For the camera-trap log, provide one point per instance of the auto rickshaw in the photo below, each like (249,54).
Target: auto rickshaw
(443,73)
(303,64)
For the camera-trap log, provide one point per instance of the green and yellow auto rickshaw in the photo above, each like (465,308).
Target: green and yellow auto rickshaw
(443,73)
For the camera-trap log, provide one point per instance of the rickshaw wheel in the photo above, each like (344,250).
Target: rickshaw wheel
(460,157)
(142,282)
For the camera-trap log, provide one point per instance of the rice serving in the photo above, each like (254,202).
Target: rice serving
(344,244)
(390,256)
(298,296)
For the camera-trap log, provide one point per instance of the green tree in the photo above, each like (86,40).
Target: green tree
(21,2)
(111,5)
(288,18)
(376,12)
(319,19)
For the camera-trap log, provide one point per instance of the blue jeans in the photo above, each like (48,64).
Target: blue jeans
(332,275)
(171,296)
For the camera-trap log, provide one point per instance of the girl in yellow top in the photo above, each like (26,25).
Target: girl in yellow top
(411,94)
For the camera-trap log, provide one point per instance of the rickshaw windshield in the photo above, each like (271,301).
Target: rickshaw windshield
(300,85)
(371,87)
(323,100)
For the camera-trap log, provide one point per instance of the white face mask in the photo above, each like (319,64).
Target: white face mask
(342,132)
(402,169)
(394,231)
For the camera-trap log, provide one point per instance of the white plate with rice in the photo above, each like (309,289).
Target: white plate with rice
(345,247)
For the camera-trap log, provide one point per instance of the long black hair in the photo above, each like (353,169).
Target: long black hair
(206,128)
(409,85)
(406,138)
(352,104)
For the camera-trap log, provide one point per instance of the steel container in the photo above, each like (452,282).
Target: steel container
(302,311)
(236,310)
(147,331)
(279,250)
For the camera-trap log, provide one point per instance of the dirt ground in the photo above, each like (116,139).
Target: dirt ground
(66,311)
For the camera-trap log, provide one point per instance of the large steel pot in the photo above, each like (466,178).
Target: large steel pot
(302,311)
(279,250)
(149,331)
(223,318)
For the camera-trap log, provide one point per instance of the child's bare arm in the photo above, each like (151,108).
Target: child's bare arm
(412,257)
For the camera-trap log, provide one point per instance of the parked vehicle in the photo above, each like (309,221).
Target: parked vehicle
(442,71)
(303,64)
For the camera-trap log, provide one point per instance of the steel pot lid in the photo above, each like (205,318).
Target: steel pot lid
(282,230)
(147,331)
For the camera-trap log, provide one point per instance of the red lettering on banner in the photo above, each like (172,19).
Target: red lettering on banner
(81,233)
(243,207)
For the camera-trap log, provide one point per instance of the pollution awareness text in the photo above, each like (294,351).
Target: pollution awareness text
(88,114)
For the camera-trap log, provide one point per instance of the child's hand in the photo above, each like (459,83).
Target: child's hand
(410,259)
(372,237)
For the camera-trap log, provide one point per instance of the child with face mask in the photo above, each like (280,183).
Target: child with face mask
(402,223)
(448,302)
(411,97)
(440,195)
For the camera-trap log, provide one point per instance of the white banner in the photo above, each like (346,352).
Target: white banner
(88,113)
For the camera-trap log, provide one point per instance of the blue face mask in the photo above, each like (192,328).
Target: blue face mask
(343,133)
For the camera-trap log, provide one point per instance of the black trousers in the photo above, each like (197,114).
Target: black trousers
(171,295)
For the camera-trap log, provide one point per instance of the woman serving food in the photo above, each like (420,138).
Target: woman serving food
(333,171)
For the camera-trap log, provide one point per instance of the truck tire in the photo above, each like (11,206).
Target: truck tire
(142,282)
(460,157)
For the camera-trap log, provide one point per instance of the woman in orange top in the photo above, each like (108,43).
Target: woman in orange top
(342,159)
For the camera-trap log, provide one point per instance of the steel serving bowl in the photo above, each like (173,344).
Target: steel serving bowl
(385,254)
━━━━━━━━━━
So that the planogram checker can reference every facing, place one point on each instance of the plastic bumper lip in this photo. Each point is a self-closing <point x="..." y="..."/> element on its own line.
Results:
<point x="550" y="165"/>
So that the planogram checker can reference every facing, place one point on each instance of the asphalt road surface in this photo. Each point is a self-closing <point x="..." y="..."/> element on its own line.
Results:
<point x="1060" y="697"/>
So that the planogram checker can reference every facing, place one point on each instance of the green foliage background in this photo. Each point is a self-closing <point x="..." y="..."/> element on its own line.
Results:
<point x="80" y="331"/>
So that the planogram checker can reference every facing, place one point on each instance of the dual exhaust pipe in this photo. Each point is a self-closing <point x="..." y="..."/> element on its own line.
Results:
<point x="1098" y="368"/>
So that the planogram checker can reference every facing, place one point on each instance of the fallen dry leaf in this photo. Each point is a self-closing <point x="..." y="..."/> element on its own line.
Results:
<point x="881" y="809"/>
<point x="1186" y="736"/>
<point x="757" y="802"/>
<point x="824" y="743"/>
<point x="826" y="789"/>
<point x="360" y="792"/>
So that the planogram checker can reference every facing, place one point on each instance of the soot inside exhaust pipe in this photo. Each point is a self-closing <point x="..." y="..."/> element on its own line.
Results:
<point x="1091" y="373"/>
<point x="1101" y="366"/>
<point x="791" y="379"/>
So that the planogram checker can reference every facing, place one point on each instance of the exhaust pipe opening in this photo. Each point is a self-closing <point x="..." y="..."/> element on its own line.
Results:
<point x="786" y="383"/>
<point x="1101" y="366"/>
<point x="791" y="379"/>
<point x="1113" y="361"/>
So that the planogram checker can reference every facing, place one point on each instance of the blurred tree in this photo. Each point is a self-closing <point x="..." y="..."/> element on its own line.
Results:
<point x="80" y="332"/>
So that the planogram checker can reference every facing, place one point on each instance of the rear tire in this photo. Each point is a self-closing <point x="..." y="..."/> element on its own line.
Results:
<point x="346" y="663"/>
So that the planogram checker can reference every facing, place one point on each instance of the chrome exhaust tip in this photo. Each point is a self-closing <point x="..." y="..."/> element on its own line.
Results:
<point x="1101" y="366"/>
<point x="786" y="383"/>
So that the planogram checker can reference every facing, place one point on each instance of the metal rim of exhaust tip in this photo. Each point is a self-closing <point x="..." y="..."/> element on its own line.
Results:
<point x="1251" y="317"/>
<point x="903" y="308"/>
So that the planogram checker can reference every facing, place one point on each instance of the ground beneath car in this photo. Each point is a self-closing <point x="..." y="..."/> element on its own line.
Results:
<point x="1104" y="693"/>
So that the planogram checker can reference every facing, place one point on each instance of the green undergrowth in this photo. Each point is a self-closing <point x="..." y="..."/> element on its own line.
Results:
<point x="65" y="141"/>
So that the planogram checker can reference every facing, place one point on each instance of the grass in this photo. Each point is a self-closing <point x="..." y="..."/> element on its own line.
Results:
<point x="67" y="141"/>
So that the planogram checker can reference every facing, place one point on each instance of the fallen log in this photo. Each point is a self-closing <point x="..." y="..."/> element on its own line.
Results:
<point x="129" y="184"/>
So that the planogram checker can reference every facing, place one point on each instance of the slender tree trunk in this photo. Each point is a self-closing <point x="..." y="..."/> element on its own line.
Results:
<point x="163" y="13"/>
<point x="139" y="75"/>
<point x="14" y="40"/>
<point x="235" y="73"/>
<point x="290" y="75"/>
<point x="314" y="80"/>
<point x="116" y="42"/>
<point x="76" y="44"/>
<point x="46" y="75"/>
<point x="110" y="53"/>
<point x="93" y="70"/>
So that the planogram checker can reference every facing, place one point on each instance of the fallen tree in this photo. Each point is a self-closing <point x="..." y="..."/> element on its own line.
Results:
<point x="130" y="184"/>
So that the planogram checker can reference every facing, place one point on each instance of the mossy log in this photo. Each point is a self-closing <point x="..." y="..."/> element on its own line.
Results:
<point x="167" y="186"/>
━━━━━━━━━━
WRITTEN REQUEST
How many lines of the data above contain the word "hair"? Reply with only the number.

FINAL RESULT
2